Start of Data extract
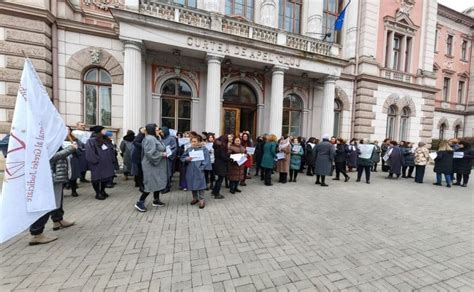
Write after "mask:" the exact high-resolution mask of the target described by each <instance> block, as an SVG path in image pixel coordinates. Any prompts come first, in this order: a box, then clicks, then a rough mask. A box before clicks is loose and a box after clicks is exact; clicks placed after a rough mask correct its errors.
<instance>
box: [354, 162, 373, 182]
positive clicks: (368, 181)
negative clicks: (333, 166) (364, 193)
mask: <svg viewBox="0 0 474 292" xmlns="http://www.w3.org/2000/svg"><path fill="white" fill-rule="evenodd" d="M370 168H371V167H370V166H362V165H357V180H358V181H359V180H360V179H361V178H362V173H363V172H364V171H365V181H366V182H369V181H370Z"/></svg>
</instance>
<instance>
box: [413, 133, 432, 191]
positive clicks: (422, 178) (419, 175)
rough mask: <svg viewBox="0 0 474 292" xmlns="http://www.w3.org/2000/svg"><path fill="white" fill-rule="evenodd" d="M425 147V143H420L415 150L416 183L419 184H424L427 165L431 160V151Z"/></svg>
mask: <svg viewBox="0 0 474 292" xmlns="http://www.w3.org/2000/svg"><path fill="white" fill-rule="evenodd" d="M425 145H426V144H425V142H419V143H418V148H416V150H415V182H416V183H419V184H422V183H423V177H424V176H425V169H426V165H427V164H428V161H429V160H430V151H429V150H428V148H426V146H425Z"/></svg>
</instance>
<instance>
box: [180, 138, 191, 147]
mask: <svg viewBox="0 0 474 292" xmlns="http://www.w3.org/2000/svg"><path fill="white" fill-rule="evenodd" d="M190 143H191V139H190V138H179V139H178V145H179V146H180V147H181V146H183V145H186V144H190Z"/></svg>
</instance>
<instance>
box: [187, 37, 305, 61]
mask: <svg viewBox="0 0 474 292" xmlns="http://www.w3.org/2000/svg"><path fill="white" fill-rule="evenodd" d="M187 44H188V47H192V48H196V49H201V50H204V51H206V52H210V53H211V52H212V53H220V54H224V55H230V56H236V57H244V58H246V59H250V60H255V61H260V62H266V63H274V64H280V65H286V66H290V67H299V66H300V63H301V60H300V59H299V58H295V57H288V56H283V55H278V54H273V53H269V52H265V51H261V50H255V49H252V48H247V47H244V46H236V45H229V44H225V43H222V42H216V41H210V40H206V39H200V38H196V37H188V40H187Z"/></svg>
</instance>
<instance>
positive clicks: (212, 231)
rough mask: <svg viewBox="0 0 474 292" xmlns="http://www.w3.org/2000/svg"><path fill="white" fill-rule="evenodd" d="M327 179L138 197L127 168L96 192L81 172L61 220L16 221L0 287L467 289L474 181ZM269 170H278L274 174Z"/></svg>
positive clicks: (470, 252) (229, 289) (43, 287)
mask: <svg viewBox="0 0 474 292" xmlns="http://www.w3.org/2000/svg"><path fill="white" fill-rule="evenodd" d="M351 175H352V180H351V181H350V182H348V183H344V182H342V181H340V182H333V181H330V182H329V183H330V187H329V188H322V187H319V186H316V185H315V184H314V177H307V176H305V175H300V177H299V178H298V183H287V184H285V185H281V184H277V183H276V182H274V186H273V187H264V186H262V184H261V182H260V181H259V180H257V179H255V178H253V179H251V180H249V181H248V186H247V187H242V189H243V190H244V192H243V193H241V194H235V195H232V194H230V193H228V191H227V190H224V191H223V194H224V195H225V196H226V198H225V199H224V200H214V199H212V198H210V196H208V195H207V196H208V197H207V198H208V200H207V202H208V204H207V206H206V208H205V209H203V210H200V209H199V208H198V207H197V206H190V205H189V202H190V201H191V194H190V192H182V191H174V192H172V193H169V194H166V195H164V196H162V200H163V201H164V202H165V203H166V206H165V207H163V208H154V207H152V206H151V201H150V199H151V197H150V198H149V200H148V202H147V203H148V205H147V207H149V211H148V212H147V213H144V214H142V213H139V212H137V211H136V210H135V209H134V208H133V204H134V203H135V201H136V200H137V198H138V192H137V190H136V189H135V188H134V187H133V182H132V181H124V180H123V179H122V178H120V180H119V184H118V185H117V187H116V188H114V189H111V190H109V193H110V194H111V196H110V197H109V198H108V199H107V200H106V201H97V200H95V199H94V197H93V195H92V188H91V187H90V185H88V184H81V185H80V188H79V190H78V192H79V193H80V197H78V198H73V197H70V196H69V191H65V194H66V197H65V211H66V216H65V219H67V220H74V221H76V223H77V225H75V226H73V227H71V228H68V229H65V230H60V231H52V224H51V222H50V223H48V226H47V230H46V233H47V234H54V235H57V236H58V237H59V239H58V240H57V241H55V242H53V243H51V244H47V245H43V246H28V240H29V235H28V233H26V232H25V233H22V234H21V235H19V236H17V237H15V238H14V239H12V240H10V241H8V242H7V243H5V244H3V245H1V246H0V254H1V257H0V291H10V290H15V291H34V290H39V291H57V290H61V291H80V290H82V291H92V290H96V291H103V290H106V291H136V290H150V291H412V290H420V291H473V290H474V284H473V282H474V272H473V251H474V249H473V241H474V239H473V238H474V236H473V201H472V198H473V193H474V192H473V189H474V186H473V184H471V186H470V188H460V187H453V188H451V189H448V188H446V187H436V186H433V185H432V184H431V183H432V182H433V175H432V170H431V169H429V170H427V176H428V178H427V180H426V183H425V184H423V185H418V184H415V183H414V182H412V181H411V180H405V179H402V180H399V181H389V180H386V179H384V178H383V176H384V175H385V174H382V173H376V174H375V175H374V178H373V180H372V184H370V185H367V184H365V183H356V182H355V177H354V176H355V175H354V173H352V174H351ZM275 179H276V175H274V180H275Z"/></svg>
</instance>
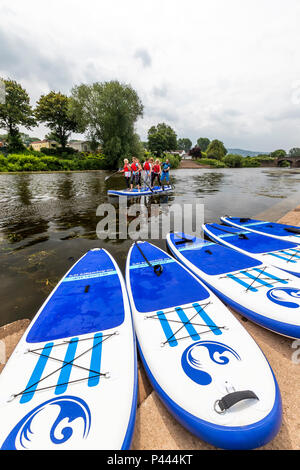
End of Data extract
Copy the material exactly. Do not include the pictures.

Write after "mask:" the exact high-resolution mask of the target described by each <instance> block, as an SVG path in image pixel coordinates. Any prompts come first, in this order: a box, then clicks, then a rough mask. A box before clicks is loose and a box after clicks is exact; clicks placed after a rough mask correct its errors.
<instance>
box: [354, 162, 373, 182]
positive clicks: (368, 181)
negative clicks: (333, 166) (364, 193)
mask: <svg viewBox="0 0 474 292" xmlns="http://www.w3.org/2000/svg"><path fill="white" fill-rule="evenodd" d="M370 168H371V167H370V166H362V165H357V180H358V181H359V180H360V179H361V178H362V173H363V172H364V171H365V181H366V182H369V181H370Z"/></svg>
</instance>
<instance>
box: [413, 133, 432, 191]
positive clicks: (422, 178) (419, 175)
rough mask: <svg viewBox="0 0 474 292" xmlns="http://www.w3.org/2000/svg"><path fill="white" fill-rule="evenodd" d="M425 147V143H420L415 150L416 183L419 184H424L427 165L431 160V151Z"/></svg>
mask: <svg viewBox="0 0 474 292" xmlns="http://www.w3.org/2000/svg"><path fill="white" fill-rule="evenodd" d="M425 145H426V144H425V142H419V143H418V148H416V150H415V182H416V183H419V184H422V183H423V177H424V176H425V169H426V165H427V164H428V161H429V160H430V151H429V150H428V148H426V146H425Z"/></svg>
</instance>
<instance>
box: [180, 138, 191, 147]
mask: <svg viewBox="0 0 474 292" xmlns="http://www.w3.org/2000/svg"><path fill="white" fill-rule="evenodd" d="M190 143H191V139H190V138H179V139H178V145H179V146H180V147H181V146H183V145H186V144H190Z"/></svg>
</instance>
<instance>
box: [187, 37, 305, 61]
mask: <svg viewBox="0 0 474 292" xmlns="http://www.w3.org/2000/svg"><path fill="white" fill-rule="evenodd" d="M187 44H188V47H192V48H196V49H201V50H204V51H206V52H210V53H211V52H212V53H220V54H224V55H230V56H236V57H244V58H246V59H250V60H255V61H260V62H266V63H274V64H280V65H286V66H290V67H299V66H300V63H301V60H300V59H299V58H295V57H288V56H283V55H278V54H273V53H269V52H265V51H261V50H255V49H252V48H247V47H244V46H236V45H229V44H225V43H222V42H216V41H210V40H206V39H200V38H196V37H188V40H187Z"/></svg>
</instance>
<instance>
positive clicks: (212, 231)
rough mask: <svg viewBox="0 0 474 292" xmlns="http://www.w3.org/2000/svg"><path fill="white" fill-rule="evenodd" d="M327 179L138 197L127 168L96 192L81 172L61 220L16 221L0 287L467 289L474 181ZM269 170H278L274 174Z"/></svg>
positive clicks: (470, 252) (229, 289) (43, 287)
mask: <svg viewBox="0 0 474 292" xmlns="http://www.w3.org/2000/svg"><path fill="white" fill-rule="evenodd" d="M351 175H352V180H351V181H350V182H348V183H344V182H342V181H340V182H333V181H330V182H329V183H330V187H329V188H322V187H319V186H316V185H315V184H314V177H307V176H305V175H300V177H299V178H298V183H287V184H285V185H281V184H277V183H276V182H274V186H273V187H264V186H262V184H261V182H260V181H259V180H257V179H255V178H253V179H251V180H249V181H248V186H247V187H242V189H243V190H244V192H243V193H241V194H235V195H232V194H230V193H228V191H227V190H224V191H223V194H224V195H225V196H226V198H225V199H224V200H214V199H212V198H210V196H208V195H207V196H208V197H207V198H208V200H207V202H208V204H207V206H206V208H205V209H203V210H200V209H199V208H198V207H197V206H190V205H189V202H190V201H191V194H190V192H182V191H174V192H172V193H169V194H166V195H164V196H162V200H163V201H164V202H165V203H166V206H165V207H163V208H154V207H152V206H151V201H150V199H151V197H150V198H149V200H148V202H147V203H148V205H147V207H149V211H148V212H147V213H144V214H142V213H139V212H137V211H136V210H135V209H134V208H133V204H134V203H135V201H136V200H137V198H138V192H137V190H136V189H135V188H134V187H133V182H132V181H124V180H123V179H122V178H120V180H119V184H118V185H117V187H116V188H114V189H111V190H109V193H110V194H111V196H110V197H109V198H108V199H107V200H106V201H97V200H95V199H94V197H93V195H92V188H91V187H90V185H88V184H81V185H80V188H79V190H78V192H79V193H80V197H78V198H73V197H70V196H69V191H65V194H66V197H65V211H66V216H65V219H67V220H74V221H76V223H77V225H75V226H73V227H71V228H68V229H65V230H60V231H52V224H51V222H50V223H48V226H47V230H46V233H47V234H54V235H57V236H58V237H59V239H58V240H57V241H55V242H53V243H51V244H47V245H43V246H28V240H29V235H28V233H26V232H25V233H22V234H21V235H19V236H17V237H15V238H14V239H12V240H10V241H8V242H7V243H5V244H3V245H1V246H0V254H1V257H0V291H10V290H15V291H34V290H39V291H57V290H61V291H80V290H82V291H92V290H96V291H103V290H106V291H136V290H150V291H412V290H420V291H473V290H474V284H473V282H474V272H473V251H474V249H473V241H474V239H473V238H474V236H473V201H472V198H473V193H474V192H473V189H474V186H473V184H471V186H470V188H460V187H453V188H451V189H448V188H446V187H436V186H433V185H432V184H431V183H432V182H433V175H432V170H431V169H429V170H427V176H428V178H427V180H426V183H425V184H423V185H418V184H415V183H414V182H412V181H411V180H405V179H402V180H399V181H389V180H386V179H384V178H383V176H384V175H385V174H382V173H376V174H375V175H374V178H373V180H372V184H370V185H367V184H365V183H356V182H355V177H354V176H355V175H354V173H352V174H351ZM275 179H276V175H274V180H275Z"/></svg>
</instance>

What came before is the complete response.